EXERCISE TASK 1: Extract, word for word, everything in the Fedora modules passage from "This does not" down to "their own cycle)".

This does not mean "packages" go away but rather that we start to worry about
the things at a higher level. This allows us to recognize some of the changes to the
development world and packaging world. This also allows tradeoffs between them as we go.
== Core Module ==
We want to consider a "core" module that is useful for physical, vm, and
container images installs.. key being "binaries available but not all installed in
all cases, but we also want to consider a few simple modules that are basically just
"applications".."
== Example Modules ==
Simple module examples being considered:
* httpd - in fedora but a desire for updates on their own cycle)
* howdoi - a little python app not in fedora but fun and useful, also changes a lot)
== Motivations / Goals ==
Look at puppet as an example (which is in my forthcoming blog post).. important to fedora
.. but countless problems about maintaining the "correct" version of ruby for it
(and I am sure many other examples)..

DATA RECORDS:
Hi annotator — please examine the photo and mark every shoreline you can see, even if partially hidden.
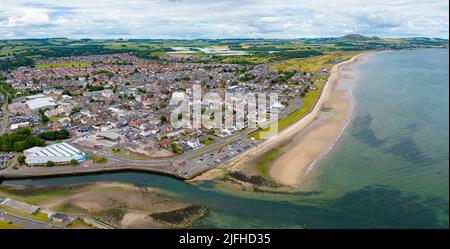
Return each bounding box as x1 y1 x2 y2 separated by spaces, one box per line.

...

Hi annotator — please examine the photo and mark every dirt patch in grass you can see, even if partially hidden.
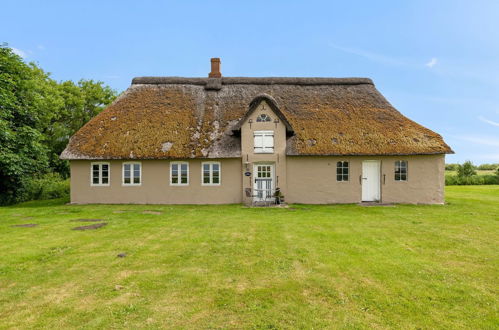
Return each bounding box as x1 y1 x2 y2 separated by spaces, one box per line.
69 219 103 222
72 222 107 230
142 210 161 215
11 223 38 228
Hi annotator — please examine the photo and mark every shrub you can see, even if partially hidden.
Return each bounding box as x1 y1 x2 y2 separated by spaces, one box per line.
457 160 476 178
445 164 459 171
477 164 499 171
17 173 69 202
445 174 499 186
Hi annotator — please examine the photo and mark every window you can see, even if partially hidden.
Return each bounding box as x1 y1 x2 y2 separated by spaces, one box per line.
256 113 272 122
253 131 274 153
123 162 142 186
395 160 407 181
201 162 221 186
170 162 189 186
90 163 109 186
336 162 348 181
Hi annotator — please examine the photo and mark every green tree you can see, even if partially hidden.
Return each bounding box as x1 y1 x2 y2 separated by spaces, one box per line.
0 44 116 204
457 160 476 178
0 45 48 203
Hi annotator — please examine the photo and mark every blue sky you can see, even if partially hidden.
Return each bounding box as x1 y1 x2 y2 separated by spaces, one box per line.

EXERCISE TASK 2: Copy the listing word for word, from the line containing "Hi annotator — please examine the photo and mark every shrub" down to the line containing "445 174 499 186", with both of those lines included.

EXERCISE RESULT 1:
This does not mean "packages" go away but rather that we start to worry about
the things at a higher level. This allows us to recognize some of the changes to the
development world and packaging world. This also allows tradeoffs between them as we go.
== Core Module ==
We want to consider a "core" module that is useful for physical, vm, and
container images installs.. key being "binaries available but not all installed in
all cases, but we also want to consider a few simple modules that are basically just
"applications".."
== Example Modules ==
Simple module examples being considered:
* httpd - in fedora but a desire for updates on their own cycle)

EXERCISE RESULT 2:
Hi annotator — please examine the photo and mark every shrub you can see, even if partially hidden.
Return each bounding box as x1 y1 x2 y2 separated by spaces, one box per line.
457 160 476 178
445 164 459 171
477 164 499 171
17 173 69 202
445 174 499 186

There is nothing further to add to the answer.